The scoping review will follow Joanna Briggs Institute (JBI) methodology for scoping reviews using the Participant, Concept, Context (PCC) framework [31, 32]. We used the Peters, et al., (2022) framework to develop this scoping review protocol [31]. We will use the Preferred Reporting Items for Systematic Reviews and Meta-Analyses extension for Scoping Reviews (PRISMA-ScR) checklist to report on the conduct of the scoping review [31, 33]. This review will be completed with involvement of people with lived experience of marginalization and a vested interest in improving pediatric pain care at all stages of the project.

Inclusion criteria for Research Question 1

Population.

For Research Question 1, included studies will focus on children and youth (from birth to <25 years) who either received a pain management intervention for their medical condition or a painful procedure in the ED. This review focuses on studies that consider children’s acute presenting, procedural, or chronic pain. Studies that include both pediatric and adult populations will only be included if pediatric data can be isolated, and participants’ ages do not exceed 25 years. These studies will be included as although childhood is usually described as being from 0–17 years, some literature considers youth to be up to age 25 years [34, 35].

Concept.

The aim of Research Question 1 is to map what factor(s) of marginalization according to PROGRESS-Plus criteria [28] are gathered as data points in studies, and whether studies focus their eligibility criteria on these factors of marginalization. The purpose of this mapping will be to determine what equity factors are commonly considered and gathered in pediatric pain studies, and where there may be a gap. We are also interested in the extent to which these data points on marginalization are used in analyses and the interpretation of study findings.

Inclusion criteria for Research Question 2

Population.

For Research Question 2, included studies will focus on children and youth (from birth to <25 years) who either have pain or who receive known painful procedures in the ED. We will also include studies that report on family, caregiver, or healthcare professional experiences of the same. Children must also meet one or more PROGRESS-Plus criteria that contribute to marginalization [28]. For PROGRESS-Plus criteria of occupation, social capital, some features of relationships (e.g., smoking caregivers or caregivers with obvious substance use disorder), studies that have caregivers who meet these criteria will also be included. Studies that include both pediatric and adult populations will only be included if pediatric data can be isolated, and participants’ ages do not exceed 25 years.

Concept.

» **Supplied entries**
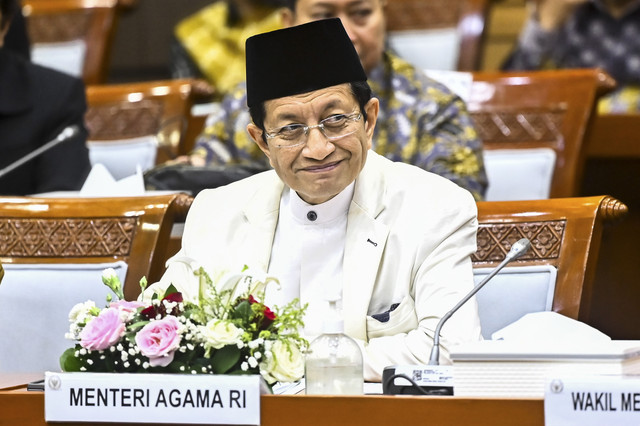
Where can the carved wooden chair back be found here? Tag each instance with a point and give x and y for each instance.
(135, 230)
(539, 109)
(72, 35)
(565, 233)
(55, 251)
(153, 115)
(424, 26)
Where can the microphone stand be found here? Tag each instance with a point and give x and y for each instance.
(67, 133)
(517, 250)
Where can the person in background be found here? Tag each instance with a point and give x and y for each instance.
(36, 104)
(210, 43)
(585, 34)
(17, 38)
(332, 216)
(421, 121)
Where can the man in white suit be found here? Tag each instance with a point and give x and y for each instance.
(334, 217)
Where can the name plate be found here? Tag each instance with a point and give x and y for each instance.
(594, 400)
(153, 398)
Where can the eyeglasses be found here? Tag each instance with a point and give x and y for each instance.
(334, 127)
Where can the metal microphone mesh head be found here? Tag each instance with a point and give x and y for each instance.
(519, 248)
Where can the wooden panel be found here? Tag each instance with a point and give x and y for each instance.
(27, 409)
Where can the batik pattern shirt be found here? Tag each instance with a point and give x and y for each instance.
(591, 38)
(420, 122)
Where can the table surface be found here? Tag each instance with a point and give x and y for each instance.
(26, 408)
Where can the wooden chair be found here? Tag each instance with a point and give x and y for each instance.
(565, 233)
(91, 230)
(54, 251)
(418, 29)
(74, 36)
(537, 110)
(144, 123)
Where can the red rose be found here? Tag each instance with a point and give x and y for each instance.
(153, 311)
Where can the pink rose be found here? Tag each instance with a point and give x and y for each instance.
(158, 340)
(102, 331)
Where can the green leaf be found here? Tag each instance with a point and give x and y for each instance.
(225, 358)
(170, 290)
(68, 361)
(243, 311)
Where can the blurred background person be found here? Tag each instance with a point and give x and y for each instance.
(17, 38)
(210, 43)
(421, 121)
(585, 34)
(36, 104)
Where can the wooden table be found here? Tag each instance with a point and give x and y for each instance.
(26, 408)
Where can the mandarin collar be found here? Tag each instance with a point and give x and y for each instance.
(317, 214)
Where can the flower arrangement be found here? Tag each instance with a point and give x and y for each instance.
(227, 330)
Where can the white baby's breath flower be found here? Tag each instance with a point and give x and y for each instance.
(219, 333)
(81, 312)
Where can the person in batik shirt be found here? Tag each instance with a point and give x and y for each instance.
(421, 121)
(585, 34)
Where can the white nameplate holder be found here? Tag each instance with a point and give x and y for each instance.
(592, 401)
(153, 398)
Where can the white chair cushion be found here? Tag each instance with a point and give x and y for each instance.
(512, 293)
(122, 157)
(436, 49)
(519, 174)
(67, 57)
(36, 300)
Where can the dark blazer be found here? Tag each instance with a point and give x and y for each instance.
(36, 104)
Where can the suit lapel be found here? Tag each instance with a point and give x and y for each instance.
(261, 212)
(365, 242)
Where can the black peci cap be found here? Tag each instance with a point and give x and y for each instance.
(300, 59)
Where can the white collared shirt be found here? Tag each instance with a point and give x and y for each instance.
(307, 254)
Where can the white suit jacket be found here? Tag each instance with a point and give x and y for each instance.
(410, 234)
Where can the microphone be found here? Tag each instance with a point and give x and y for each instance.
(66, 134)
(517, 249)
(434, 379)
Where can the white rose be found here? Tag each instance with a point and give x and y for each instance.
(217, 334)
(286, 363)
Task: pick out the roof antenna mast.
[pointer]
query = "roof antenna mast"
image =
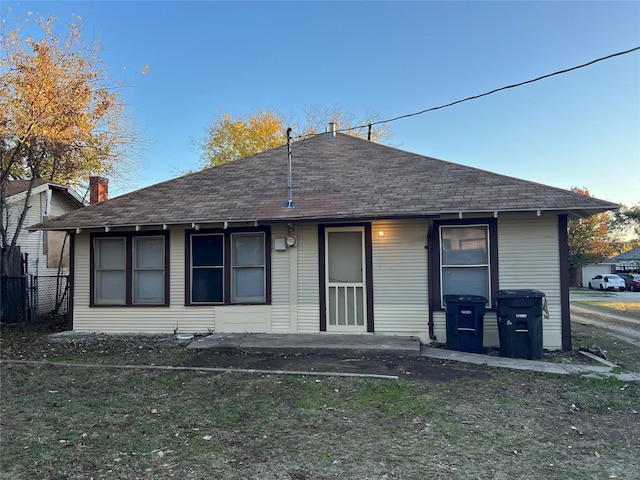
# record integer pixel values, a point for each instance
(289, 203)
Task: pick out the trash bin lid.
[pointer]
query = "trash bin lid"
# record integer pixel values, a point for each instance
(465, 299)
(519, 293)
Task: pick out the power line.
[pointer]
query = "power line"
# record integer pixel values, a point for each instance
(492, 91)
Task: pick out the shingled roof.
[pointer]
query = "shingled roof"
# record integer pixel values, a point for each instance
(340, 178)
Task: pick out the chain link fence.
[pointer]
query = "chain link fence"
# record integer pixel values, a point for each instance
(51, 295)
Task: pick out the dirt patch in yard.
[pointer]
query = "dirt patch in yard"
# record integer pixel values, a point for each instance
(417, 368)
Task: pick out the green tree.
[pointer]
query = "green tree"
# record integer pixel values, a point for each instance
(61, 118)
(230, 138)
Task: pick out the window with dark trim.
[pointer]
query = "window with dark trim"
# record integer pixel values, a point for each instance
(464, 259)
(228, 266)
(130, 269)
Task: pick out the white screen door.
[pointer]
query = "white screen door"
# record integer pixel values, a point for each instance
(345, 274)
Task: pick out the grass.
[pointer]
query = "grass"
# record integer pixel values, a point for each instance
(61, 422)
(627, 309)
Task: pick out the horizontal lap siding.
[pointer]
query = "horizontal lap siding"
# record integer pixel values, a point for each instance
(529, 259)
(280, 283)
(308, 292)
(400, 278)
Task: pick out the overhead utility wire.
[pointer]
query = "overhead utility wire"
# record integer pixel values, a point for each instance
(492, 91)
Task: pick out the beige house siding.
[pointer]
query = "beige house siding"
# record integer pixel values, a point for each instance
(528, 258)
(308, 275)
(400, 273)
(527, 243)
(281, 268)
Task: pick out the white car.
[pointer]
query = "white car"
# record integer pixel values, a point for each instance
(607, 282)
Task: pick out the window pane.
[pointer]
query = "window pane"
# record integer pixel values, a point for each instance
(207, 250)
(466, 281)
(345, 257)
(110, 286)
(248, 250)
(110, 253)
(248, 284)
(464, 245)
(149, 286)
(149, 252)
(207, 285)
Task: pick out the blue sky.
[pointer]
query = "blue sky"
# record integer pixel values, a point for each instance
(579, 129)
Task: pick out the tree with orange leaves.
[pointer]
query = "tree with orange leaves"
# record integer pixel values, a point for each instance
(61, 119)
(588, 237)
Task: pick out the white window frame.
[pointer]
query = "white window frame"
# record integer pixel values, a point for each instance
(486, 265)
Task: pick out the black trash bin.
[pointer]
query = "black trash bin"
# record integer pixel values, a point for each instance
(465, 322)
(520, 323)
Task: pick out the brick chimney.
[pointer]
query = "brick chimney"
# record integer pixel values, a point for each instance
(98, 189)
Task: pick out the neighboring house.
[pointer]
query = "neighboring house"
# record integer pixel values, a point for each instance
(627, 261)
(45, 249)
(45, 254)
(375, 238)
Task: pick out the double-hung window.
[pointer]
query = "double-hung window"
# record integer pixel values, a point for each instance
(129, 269)
(228, 267)
(465, 258)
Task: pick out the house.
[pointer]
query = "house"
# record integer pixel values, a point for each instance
(44, 255)
(46, 250)
(367, 239)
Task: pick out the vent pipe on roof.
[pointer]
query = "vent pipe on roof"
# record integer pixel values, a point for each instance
(333, 130)
(289, 203)
(98, 189)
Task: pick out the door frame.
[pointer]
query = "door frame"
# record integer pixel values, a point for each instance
(368, 280)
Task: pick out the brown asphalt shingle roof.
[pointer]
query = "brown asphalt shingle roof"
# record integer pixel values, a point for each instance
(333, 179)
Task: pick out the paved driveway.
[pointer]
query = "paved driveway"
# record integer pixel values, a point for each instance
(586, 294)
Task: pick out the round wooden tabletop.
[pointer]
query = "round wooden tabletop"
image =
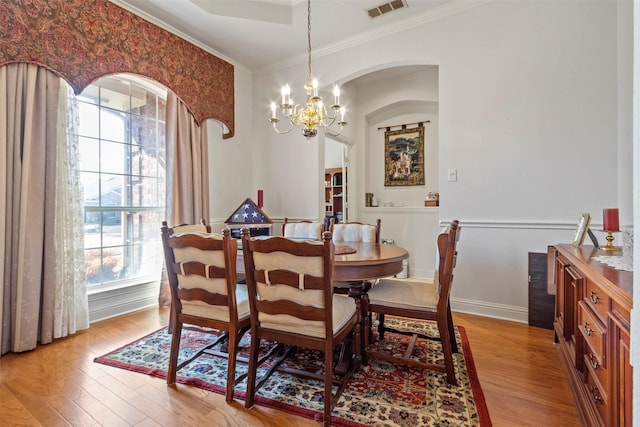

» **To do**
According to the scoping review protocol, which checklist will be used to report on how the review was conducted? The rows have nothing to do with this.

» **Answer to this exercise**
The PRISMA-ScR checklist (Preferred Reporting Items for Systematic Reviews and Meta-Analyses extension for Scoping Reviews).